### AVAILABLE DATA
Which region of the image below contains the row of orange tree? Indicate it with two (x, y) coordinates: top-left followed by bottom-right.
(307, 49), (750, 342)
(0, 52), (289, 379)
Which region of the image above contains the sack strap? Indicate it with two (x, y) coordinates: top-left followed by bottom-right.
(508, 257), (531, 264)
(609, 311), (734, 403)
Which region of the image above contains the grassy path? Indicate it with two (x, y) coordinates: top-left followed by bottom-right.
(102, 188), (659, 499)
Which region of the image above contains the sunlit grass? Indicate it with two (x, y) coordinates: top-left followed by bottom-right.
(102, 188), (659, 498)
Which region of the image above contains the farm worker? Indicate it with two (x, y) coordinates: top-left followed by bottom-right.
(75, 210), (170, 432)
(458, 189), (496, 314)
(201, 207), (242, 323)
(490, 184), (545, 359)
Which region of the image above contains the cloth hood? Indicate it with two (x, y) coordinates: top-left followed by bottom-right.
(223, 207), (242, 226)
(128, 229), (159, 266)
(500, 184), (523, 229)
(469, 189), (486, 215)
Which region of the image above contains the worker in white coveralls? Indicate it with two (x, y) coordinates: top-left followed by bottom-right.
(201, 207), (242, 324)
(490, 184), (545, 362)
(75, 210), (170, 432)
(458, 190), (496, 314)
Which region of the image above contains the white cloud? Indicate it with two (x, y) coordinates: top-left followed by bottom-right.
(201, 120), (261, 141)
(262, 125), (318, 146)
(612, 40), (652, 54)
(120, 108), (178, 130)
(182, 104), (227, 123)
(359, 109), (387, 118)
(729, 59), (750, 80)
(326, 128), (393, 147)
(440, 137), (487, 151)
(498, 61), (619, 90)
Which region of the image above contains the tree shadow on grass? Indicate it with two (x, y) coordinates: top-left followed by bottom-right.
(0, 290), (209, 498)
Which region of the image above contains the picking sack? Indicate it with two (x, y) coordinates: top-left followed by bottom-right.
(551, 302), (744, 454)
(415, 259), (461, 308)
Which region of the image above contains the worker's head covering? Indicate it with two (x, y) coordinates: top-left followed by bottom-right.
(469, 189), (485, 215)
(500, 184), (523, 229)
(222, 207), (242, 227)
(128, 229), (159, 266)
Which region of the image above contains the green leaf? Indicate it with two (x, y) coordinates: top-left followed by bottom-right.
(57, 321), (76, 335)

### EXERCISE OBJECTIVE
Reproduce the items without any change, starting at the line containing "Which region of the image above contains the sack" and continuing up to and including the line containing "(490, 184), (545, 359)".

### SOLUTION TO THE PROBLEM
Which region of the image above contains the sack strap? Indicate it with two (x, y) coordinates: top-left followed by bottom-right.
(508, 257), (531, 264)
(609, 311), (734, 403)
Which region of the image above contains the grassy path? Indicate it with two (x, y) coordinates: top-left followed by bottom-right.
(102, 188), (659, 499)
Which region of the image above contains the sunlit grass? Indicate it with two (x, y) coordinates: top-left followed by bottom-right.
(102, 188), (659, 498)
Which region of the image above contains the farm worker? Indicate it with two (x, y) coordinates: top-left followed by bottom-right.
(75, 210), (170, 432)
(458, 189), (496, 314)
(201, 207), (242, 323)
(490, 184), (545, 359)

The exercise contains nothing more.